# Exercise inputs start

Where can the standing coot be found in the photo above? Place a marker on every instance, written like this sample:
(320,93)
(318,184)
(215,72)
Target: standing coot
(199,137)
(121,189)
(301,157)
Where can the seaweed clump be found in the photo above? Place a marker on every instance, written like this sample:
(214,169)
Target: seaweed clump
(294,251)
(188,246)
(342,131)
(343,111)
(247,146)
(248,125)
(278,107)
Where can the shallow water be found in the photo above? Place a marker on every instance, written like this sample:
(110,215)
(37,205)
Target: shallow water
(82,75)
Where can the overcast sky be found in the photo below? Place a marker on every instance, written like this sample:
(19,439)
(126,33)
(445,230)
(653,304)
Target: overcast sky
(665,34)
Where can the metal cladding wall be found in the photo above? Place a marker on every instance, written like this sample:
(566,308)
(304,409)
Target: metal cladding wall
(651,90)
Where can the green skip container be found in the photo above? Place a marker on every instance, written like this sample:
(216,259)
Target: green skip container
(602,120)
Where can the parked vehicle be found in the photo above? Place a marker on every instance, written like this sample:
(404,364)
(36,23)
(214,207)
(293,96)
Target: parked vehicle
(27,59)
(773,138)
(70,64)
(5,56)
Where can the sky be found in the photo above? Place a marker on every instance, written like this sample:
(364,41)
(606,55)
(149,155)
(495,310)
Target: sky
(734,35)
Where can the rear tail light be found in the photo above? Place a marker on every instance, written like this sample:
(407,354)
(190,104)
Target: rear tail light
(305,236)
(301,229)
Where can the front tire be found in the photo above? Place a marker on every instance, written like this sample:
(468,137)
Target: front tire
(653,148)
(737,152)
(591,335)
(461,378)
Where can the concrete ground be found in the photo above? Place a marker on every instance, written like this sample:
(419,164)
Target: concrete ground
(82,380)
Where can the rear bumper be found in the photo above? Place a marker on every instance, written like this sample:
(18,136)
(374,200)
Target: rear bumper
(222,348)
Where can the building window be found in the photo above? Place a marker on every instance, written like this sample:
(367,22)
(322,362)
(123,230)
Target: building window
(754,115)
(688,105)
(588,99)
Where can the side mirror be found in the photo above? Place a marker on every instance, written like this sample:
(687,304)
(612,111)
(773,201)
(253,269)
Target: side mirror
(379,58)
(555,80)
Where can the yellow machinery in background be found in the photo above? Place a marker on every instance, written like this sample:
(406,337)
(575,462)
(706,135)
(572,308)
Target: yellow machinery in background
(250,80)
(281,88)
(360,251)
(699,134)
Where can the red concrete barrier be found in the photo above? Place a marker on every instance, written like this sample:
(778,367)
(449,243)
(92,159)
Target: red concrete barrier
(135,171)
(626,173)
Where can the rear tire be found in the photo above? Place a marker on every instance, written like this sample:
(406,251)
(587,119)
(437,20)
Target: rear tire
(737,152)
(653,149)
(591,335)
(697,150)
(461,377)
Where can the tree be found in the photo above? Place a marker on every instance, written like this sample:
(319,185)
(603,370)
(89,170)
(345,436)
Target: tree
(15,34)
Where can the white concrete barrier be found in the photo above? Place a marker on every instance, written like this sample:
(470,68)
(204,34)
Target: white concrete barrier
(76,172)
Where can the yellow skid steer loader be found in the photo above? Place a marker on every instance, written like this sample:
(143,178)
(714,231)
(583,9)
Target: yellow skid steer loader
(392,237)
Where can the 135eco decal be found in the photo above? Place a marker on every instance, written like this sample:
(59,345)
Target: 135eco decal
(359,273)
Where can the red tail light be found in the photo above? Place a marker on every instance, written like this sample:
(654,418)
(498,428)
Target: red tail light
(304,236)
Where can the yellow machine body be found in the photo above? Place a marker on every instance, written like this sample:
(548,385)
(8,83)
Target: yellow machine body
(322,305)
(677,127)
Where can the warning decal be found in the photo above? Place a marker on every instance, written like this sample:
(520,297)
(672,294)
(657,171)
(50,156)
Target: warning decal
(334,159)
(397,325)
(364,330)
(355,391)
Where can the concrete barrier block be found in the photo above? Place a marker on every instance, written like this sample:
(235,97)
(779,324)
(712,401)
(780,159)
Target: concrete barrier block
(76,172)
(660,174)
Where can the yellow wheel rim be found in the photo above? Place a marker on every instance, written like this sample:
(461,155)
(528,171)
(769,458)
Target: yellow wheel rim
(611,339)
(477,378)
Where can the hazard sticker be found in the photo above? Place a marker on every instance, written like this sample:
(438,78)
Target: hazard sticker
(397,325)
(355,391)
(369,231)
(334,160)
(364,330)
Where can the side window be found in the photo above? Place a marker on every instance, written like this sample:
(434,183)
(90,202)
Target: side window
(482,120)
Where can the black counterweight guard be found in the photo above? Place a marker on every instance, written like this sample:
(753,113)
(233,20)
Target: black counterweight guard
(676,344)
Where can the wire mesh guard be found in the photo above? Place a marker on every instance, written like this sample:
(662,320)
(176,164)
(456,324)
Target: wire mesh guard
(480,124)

# Exercise inputs end

▶ [Directions]:
Duplicate the listing, word for word, from the line holding "Where can the wire" through the end of the listing, including both of those lines.

▶ [Result]:
Where can the wire mesh guard be found in the photo above? Place a marker on every instance, written like this sample:
(662,320)
(176,164)
(456,324)
Target: wire mesh guard
(480,124)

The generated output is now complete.